> [Problem to solve]: Only the lines from the line holding "the grass lawn" through the final line of the entries below are to be returned, exactly as they stand.

++++++

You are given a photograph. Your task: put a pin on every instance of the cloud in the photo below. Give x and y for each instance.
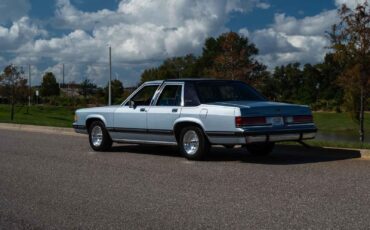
(11, 10)
(290, 39)
(263, 5)
(314, 25)
(144, 32)
(20, 32)
(350, 3)
(138, 36)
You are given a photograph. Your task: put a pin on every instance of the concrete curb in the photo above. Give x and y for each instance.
(365, 153)
(40, 129)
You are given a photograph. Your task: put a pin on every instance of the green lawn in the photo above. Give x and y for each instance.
(339, 122)
(39, 115)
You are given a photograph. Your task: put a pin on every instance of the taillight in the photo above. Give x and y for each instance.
(301, 119)
(248, 121)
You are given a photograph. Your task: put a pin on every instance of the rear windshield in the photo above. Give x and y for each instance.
(219, 91)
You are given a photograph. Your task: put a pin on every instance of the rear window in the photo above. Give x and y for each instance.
(220, 91)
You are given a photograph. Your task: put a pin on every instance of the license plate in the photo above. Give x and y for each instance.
(277, 121)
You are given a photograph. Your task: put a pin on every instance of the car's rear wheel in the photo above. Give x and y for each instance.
(193, 143)
(99, 137)
(260, 149)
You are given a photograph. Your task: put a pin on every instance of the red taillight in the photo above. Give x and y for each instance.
(303, 119)
(248, 121)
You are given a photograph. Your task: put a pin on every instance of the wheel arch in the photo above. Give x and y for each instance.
(180, 124)
(91, 118)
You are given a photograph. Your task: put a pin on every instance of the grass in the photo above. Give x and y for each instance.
(39, 115)
(326, 122)
(339, 122)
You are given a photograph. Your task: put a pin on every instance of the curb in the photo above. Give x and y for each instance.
(365, 153)
(40, 129)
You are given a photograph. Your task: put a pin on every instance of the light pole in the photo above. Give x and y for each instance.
(110, 77)
(29, 85)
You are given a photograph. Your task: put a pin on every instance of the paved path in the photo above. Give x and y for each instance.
(52, 181)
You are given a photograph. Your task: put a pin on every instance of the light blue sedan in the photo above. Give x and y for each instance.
(196, 114)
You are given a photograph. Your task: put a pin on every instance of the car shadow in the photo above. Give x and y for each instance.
(282, 155)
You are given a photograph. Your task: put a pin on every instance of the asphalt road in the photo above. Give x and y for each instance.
(50, 181)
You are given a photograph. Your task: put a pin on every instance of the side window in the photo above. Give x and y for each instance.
(170, 96)
(145, 95)
(190, 95)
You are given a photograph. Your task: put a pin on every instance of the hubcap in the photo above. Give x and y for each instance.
(191, 142)
(96, 136)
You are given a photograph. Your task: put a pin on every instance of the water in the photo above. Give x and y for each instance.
(341, 137)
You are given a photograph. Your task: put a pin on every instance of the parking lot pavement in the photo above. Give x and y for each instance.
(52, 181)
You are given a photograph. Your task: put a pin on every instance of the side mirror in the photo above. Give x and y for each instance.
(132, 104)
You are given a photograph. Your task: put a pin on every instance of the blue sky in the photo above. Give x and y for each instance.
(143, 33)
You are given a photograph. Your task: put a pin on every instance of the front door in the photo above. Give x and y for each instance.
(130, 122)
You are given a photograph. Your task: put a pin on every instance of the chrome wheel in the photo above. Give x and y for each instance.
(191, 142)
(96, 136)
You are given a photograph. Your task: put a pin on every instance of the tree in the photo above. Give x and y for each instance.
(231, 57)
(49, 86)
(87, 88)
(116, 90)
(350, 40)
(12, 79)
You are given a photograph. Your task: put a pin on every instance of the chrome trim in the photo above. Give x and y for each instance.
(139, 88)
(160, 89)
(144, 142)
(190, 142)
(97, 136)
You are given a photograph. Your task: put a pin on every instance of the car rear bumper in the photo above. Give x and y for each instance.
(281, 135)
(248, 137)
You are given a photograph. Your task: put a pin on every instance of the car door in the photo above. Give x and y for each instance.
(164, 111)
(130, 122)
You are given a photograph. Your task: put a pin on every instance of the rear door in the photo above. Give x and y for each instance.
(165, 110)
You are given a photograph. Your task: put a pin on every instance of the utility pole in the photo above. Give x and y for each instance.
(29, 85)
(110, 77)
(63, 76)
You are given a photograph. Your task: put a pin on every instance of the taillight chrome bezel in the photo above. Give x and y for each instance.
(250, 121)
(299, 119)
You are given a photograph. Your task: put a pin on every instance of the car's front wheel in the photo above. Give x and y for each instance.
(193, 143)
(260, 149)
(99, 137)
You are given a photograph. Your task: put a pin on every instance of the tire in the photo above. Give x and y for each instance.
(260, 149)
(99, 137)
(193, 143)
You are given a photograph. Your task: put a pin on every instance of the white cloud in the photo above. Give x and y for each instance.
(20, 32)
(144, 32)
(350, 3)
(315, 25)
(290, 39)
(140, 32)
(263, 5)
(11, 10)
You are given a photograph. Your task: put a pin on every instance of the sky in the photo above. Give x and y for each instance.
(142, 33)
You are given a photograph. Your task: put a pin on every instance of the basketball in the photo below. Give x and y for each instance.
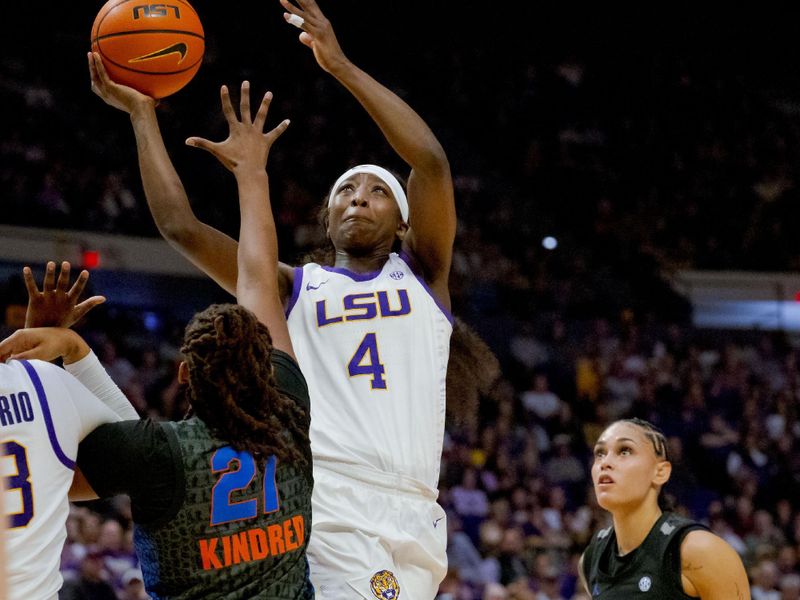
(153, 48)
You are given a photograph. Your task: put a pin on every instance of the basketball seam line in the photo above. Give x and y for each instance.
(109, 35)
(189, 68)
(118, 4)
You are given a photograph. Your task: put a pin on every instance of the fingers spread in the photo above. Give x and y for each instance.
(278, 131)
(202, 143)
(291, 8)
(63, 277)
(261, 115)
(84, 307)
(306, 39)
(30, 282)
(49, 277)
(244, 102)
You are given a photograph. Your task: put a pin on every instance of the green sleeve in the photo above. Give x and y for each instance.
(136, 458)
(289, 379)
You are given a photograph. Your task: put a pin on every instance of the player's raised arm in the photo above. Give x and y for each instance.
(209, 249)
(430, 187)
(245, 154)
(711, 569)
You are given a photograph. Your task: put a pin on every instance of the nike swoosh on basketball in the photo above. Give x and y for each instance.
(310, 287)
(177, 48)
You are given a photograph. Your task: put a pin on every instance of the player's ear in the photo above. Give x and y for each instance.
(402, 230)
(183, 372)
(663, 472)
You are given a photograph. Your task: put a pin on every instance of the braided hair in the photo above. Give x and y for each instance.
(231, 385)
(653, 434)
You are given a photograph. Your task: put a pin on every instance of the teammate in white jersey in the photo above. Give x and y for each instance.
(371, 334)
(44, 413)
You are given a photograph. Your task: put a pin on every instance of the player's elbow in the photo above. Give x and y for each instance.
(178, 232)
(433, 160)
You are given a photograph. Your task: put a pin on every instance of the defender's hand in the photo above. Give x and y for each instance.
(317, 33)
(55, 305)
(247, 147)
(116, 95)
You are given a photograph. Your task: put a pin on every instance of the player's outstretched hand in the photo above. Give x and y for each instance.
(56, 305)
(44, 343)
(119, 96)
(317, 33)
(247, 147)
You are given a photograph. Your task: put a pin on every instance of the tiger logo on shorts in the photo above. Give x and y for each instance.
(384, 585)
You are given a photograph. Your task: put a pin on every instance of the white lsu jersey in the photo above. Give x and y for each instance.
(373, 348)
(44, 413)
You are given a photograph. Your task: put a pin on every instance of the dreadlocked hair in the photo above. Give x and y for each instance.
(325, 255)
(232, 389)
(652, 433)
(471, 372)
(472, 368)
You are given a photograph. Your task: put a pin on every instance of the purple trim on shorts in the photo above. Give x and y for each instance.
(353, 275)
(48, 418)
(414, 266)
(298, 281)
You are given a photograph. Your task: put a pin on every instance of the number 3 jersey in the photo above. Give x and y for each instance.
(44, 413)
(374, 349)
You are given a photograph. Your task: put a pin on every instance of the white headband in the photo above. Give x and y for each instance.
(383, 175)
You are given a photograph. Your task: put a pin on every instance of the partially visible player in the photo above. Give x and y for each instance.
(44, 413)
(3, 574)
(646, 552)
(221, 501)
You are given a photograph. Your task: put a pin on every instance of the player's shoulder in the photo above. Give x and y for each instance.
(37, 370)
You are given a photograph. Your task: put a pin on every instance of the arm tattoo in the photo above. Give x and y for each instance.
(688, 566)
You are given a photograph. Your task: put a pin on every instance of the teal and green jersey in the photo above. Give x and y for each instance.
(211, 521)
(653, 570)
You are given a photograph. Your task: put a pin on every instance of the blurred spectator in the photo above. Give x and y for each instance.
(92, 583)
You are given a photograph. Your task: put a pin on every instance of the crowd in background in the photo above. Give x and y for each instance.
(635, 163)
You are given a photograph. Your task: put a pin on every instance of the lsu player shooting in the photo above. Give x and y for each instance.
(371, 332)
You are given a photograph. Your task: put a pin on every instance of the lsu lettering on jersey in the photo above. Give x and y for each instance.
(373, 348)
(44, 413)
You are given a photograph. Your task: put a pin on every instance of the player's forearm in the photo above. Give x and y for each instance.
(258, 239)
(166, 196)
(403, 128)
(91, 374)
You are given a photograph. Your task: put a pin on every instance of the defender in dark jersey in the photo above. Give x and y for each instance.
(647, 553)
(222, 500)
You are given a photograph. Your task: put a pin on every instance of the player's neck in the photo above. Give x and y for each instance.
(368, 263)
(632, 527)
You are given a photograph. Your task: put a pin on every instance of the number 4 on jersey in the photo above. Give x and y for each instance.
(367, 361)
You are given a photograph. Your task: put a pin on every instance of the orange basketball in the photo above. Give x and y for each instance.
(154, 48)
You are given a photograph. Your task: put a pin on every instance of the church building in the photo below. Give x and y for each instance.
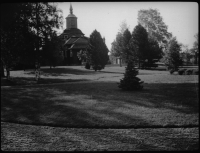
(74, 40)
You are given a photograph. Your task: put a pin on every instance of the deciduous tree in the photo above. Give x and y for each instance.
(139, 43)
(152, 21)
(172, 55)
(98, 51)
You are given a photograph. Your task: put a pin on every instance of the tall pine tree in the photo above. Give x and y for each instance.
(98, 51)
(139, 43)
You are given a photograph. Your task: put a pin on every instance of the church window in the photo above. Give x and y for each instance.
(71, 53)
(65, 53)
(65, 36)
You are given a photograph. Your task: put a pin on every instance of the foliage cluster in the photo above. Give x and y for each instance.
(24, 31)
(96, 55)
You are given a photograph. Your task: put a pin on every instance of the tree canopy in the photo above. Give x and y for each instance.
(172, 55)
(152, 21)
(22, 30)
(139, 43)
(98, 51)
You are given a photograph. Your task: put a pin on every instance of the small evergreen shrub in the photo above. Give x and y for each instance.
(130, 81)
(87, 66)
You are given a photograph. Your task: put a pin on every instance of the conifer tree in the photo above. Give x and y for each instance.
(98, 51)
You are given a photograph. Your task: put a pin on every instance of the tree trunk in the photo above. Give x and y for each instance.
(8, 73)
(2, 71)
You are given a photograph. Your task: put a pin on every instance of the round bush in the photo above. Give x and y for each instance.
(87, 66)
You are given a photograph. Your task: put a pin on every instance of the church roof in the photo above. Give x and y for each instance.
(71, 16)
(79, 46)
(77, 42)
(73, 31)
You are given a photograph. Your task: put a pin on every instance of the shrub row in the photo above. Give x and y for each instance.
(188, 71)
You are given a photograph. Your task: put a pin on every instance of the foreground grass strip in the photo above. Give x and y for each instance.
(101, 105)
(16, 137)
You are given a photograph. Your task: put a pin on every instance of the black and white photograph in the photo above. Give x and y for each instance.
(100, 76)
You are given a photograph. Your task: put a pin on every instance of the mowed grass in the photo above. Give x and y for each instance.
(99, 103)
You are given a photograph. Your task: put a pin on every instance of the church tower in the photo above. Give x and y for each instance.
(71, 19)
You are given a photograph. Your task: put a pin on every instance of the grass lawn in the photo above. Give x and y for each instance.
(94, 100)
(74, 109)
(17, 137)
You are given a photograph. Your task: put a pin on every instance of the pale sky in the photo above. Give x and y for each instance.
(106, 17)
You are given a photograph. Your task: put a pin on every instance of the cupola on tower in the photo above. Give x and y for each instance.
(71, 19)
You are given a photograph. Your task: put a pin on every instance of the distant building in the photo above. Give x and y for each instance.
(74, 40)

++++++

> [Answer in full]:
You are given a photograph. Your task: put a pin on every instance of the grass lawn in the photo above. Give x and y for each instance.
(94, 100)
(74, 109)
(17, 137)
You are given a photograph. Your task: put a pin on every instance of the pale sky in the photo above. Give x and y for each instance.
(106, 17)
You are given a photograph. Your task: put a pin on every instance of the cupola on tower in the photo above. Give x and y for each instance.
(71, 19)
You are given a photograph. Your task: put a pin on every instance of the distant building in the photo above. Give x and y for each instance.
(74, 40)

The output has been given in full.